[What you will do]
The answer must be a single number: how many lines in the entries below contain the word "green".

START Data for processing

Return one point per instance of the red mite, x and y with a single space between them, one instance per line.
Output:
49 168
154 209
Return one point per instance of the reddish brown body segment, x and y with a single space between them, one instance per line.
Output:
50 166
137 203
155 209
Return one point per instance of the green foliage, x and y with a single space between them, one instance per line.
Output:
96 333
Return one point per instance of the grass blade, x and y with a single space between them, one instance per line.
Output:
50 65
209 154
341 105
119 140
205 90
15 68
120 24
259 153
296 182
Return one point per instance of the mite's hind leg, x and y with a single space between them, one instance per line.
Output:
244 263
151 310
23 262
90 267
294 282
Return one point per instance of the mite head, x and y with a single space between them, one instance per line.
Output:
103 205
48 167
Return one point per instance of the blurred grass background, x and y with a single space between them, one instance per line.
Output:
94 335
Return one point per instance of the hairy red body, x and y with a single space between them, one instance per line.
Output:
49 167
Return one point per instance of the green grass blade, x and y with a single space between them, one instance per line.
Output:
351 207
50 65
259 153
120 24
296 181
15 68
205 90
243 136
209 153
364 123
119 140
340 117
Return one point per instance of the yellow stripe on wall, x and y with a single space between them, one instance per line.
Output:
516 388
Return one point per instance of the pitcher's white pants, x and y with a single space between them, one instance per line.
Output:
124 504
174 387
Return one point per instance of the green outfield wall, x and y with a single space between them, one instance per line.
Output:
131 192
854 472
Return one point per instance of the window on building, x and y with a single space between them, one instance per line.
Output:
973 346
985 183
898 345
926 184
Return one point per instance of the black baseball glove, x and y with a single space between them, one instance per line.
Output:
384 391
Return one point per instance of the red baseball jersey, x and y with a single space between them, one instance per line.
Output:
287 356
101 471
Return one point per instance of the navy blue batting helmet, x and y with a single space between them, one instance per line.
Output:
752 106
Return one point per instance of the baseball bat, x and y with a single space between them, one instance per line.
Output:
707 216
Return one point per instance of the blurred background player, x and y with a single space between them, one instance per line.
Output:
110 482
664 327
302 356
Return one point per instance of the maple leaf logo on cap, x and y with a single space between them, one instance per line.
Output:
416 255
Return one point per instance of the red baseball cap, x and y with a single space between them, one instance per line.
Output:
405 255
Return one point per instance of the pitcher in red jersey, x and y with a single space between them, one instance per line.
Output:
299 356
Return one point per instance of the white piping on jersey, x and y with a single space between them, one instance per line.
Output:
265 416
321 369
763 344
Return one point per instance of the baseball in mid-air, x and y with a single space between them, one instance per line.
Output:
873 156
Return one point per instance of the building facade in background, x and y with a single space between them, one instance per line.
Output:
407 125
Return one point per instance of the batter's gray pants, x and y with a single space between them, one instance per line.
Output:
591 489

END Data for processing

[Answer for the task]
3